*Problem set*
a – From the bulleted lines of the passage on exponential growth, list each company named and what it demonetized.
b – Reproduce the part of the passage on exponential growth that opens with the words containing "So, the early" and closes with "anything about it.".

*Text block*

________

An example to help you understand this is to take a penny and double it every day. For the first 20 days or so, the amount of money is inconsequential. Yet, at a certain point, the line starts going up (the hockey stick curve), which is when the exponential growth becomes apparent. By the end of 31 days, you will have over $10 million. It’s only in the last few days where the doubling has such a significant impact.
So, the early stages of exponential growth are very deceptive.
Kodak didn’t notice the exponential growth in the quality of the image based on the number of megapixels in the camera. Other technology that impacted the digital camera included the increase in storage size, the reduction in the cost of memory, and the development of digital printers. By the time Kodak noticed, the digital camera was becoming a new standard, and it was too late for them to do anything about it.
At some point along the development process, the exponential growth becomes disruptive. All of a sudden, people are noticing the new technology. It seems that the technology came out of nowhere when, if you were paying attention to the deceptive stage, you would have had a better idea of the potential impact.
There are numerous examples of technology and platforms becoming disruptive—the easy ones to talk about are Uber and Airbnb. While they were early entrants, many others created platforms that allowed people to connect that would change entire industries.
If you are wearing a fitness tracker, you experience dematerialization. There are lots of things we used to own that we don’t possess as things anymore. They have become apps, or they are now included in one device, such as a smartphone.
I used to carry a Garmin GPS with me when I traveled. Now I use the Waze app on my smartphone. I don’t take physical books with me or CDs to play in my car. They are all contained in my smartphone.
All these material things have been dematerialized as they become digitized. So, if you’re in the device business, you have to be wondering which of the devices that you sell could be dematerialized. If you’re an entrepreneur, you may be asking yourself, “How do I dematerialize that thing?”
Airbnb is dematerializing hotels. In the recent past, if you wanted to be in the hotel business, you would have needed to invest hundreds of millions of dollars. Who in the hotel business ever thought that two guys sharing an apartment in San Francisco would be competition!
So, when you start thinking about what industries could be dematerialized, don’t limit yourself to just physical things but entire industries.
The next stage in the cycle is demonetization.
Craigslist demonetized classified ads and completely changed the economics of the traditional hometown newspaper. They virtually single-handedly took the money out of the publication and put it into the consumers’ pockets.
- Skype demonetized long-distance calling.
- iTunes demonetized the record store.
- Google Search demonetized research libraries.
- eBay demonetized the local garage sale and connected buyers and sellers worldwide.
- Amazon demonetized bookstores.
Many business models and industries are becoming demonetized. You may be one of the executives who are up at night wondering how demonetization will affect your existing business model.
So, can you demonetize your business where the new business model becomes freeware, and you take a small amount of that business, giving back 99% to the consumer and take 1%? When these things become dematerialized and demonetized, they become freeware on the internet.
Technology that is democratized can go anywhere and everywhere. This is the global nature of economies today. They become democratized; they go everywhere. A smartphone opens up opportunities even if you live in the middle of Africa. The more people who can use exponential technology, the more global creativity and invention we will see.
The next 2, 5, 10 years are going to change the face of every industry because we’re in rapid exponential growth for a whole series of technologies. Understanding these Six Ds or the Risk Dilemma Cycle will help your organization be able to eagerly adopt external trends and prepare for the changes that are coming.
What tools does your company use to identify external trends they should adopt?

________

Stored data entries
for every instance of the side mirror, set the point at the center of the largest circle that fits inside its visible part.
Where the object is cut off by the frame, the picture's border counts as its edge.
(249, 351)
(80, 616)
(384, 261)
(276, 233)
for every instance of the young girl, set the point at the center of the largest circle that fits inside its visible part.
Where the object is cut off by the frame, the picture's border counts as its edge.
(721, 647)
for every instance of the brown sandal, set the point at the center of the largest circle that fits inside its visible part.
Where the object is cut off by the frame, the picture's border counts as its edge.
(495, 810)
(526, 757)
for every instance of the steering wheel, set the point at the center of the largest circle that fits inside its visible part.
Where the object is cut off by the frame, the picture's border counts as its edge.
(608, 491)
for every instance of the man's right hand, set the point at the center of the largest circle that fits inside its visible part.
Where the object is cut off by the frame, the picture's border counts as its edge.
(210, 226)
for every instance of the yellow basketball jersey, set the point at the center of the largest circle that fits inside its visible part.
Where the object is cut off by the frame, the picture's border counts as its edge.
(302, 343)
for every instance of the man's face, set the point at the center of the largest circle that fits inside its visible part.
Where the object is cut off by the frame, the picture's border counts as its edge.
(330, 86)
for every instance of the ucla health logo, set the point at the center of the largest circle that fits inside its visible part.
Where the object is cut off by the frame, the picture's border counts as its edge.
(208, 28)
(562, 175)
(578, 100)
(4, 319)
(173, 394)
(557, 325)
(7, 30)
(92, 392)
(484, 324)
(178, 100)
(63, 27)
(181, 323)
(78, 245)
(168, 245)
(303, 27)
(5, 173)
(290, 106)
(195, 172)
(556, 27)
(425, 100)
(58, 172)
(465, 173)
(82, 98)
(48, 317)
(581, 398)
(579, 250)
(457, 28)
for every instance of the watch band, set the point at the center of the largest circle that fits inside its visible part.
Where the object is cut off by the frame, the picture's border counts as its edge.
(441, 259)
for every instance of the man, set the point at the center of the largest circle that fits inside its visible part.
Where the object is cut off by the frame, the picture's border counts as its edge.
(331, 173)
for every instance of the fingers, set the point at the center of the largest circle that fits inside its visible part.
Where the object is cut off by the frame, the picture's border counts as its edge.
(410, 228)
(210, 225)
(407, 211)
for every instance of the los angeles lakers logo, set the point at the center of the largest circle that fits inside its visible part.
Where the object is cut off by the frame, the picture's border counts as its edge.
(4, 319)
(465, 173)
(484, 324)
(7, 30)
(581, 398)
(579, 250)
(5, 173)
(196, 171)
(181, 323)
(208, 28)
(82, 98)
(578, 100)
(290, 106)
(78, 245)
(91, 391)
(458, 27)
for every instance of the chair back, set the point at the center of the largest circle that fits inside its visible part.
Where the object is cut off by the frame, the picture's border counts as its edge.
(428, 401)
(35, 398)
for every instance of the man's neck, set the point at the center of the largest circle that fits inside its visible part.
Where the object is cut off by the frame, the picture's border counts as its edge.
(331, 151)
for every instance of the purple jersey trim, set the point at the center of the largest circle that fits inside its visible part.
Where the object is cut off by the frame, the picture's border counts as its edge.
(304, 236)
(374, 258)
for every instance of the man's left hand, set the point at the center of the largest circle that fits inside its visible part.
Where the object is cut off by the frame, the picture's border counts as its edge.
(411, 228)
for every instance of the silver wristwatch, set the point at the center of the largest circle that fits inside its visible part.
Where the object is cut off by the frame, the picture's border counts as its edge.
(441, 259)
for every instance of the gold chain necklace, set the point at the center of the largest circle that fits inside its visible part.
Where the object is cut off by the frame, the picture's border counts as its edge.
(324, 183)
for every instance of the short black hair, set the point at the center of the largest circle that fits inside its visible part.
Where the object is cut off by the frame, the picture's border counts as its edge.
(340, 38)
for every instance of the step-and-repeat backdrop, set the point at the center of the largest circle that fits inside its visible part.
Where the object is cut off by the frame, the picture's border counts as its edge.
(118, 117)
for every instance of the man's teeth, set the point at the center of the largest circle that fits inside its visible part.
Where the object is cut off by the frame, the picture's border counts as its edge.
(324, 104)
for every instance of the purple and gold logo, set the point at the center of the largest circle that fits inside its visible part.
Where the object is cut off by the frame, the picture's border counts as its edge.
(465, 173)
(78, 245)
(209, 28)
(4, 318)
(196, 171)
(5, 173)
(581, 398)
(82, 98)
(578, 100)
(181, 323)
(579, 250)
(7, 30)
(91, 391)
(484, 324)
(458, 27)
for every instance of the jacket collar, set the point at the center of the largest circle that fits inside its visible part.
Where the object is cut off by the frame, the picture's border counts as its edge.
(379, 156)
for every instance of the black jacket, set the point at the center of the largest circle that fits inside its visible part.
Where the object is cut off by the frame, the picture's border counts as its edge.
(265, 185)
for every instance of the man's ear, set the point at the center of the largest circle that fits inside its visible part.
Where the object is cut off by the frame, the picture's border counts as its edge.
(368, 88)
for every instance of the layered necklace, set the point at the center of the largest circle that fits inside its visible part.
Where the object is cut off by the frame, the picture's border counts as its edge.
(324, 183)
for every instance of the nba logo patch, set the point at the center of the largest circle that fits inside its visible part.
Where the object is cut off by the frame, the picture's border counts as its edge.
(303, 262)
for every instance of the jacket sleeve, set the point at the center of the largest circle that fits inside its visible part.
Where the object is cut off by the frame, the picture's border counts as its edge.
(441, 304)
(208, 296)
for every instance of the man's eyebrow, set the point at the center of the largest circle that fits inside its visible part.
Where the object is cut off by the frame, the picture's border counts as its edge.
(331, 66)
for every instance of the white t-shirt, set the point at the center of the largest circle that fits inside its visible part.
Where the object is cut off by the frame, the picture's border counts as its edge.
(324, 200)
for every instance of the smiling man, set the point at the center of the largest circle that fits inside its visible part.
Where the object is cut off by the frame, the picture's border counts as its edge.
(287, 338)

________

*Task-by-task solutions*
a –
Skype: long-distance calling
iTunes: the record store
Google Search: research libraries
eBay: the local garage sale
Amazon: bookstores

b –
So, the early stages of exponential growth are very deceptive.
Kodak didn’t notice the exponential growth in the quality of the image based on the number of megapixels in the camera. Other technology that impacted the digital camera included the increase in storage size, the reduction in the cost of memory, and the development of digital printers. By the time Kodak noticed, the digital camera was becoming a new standard, and it was too late for them to do anything about it.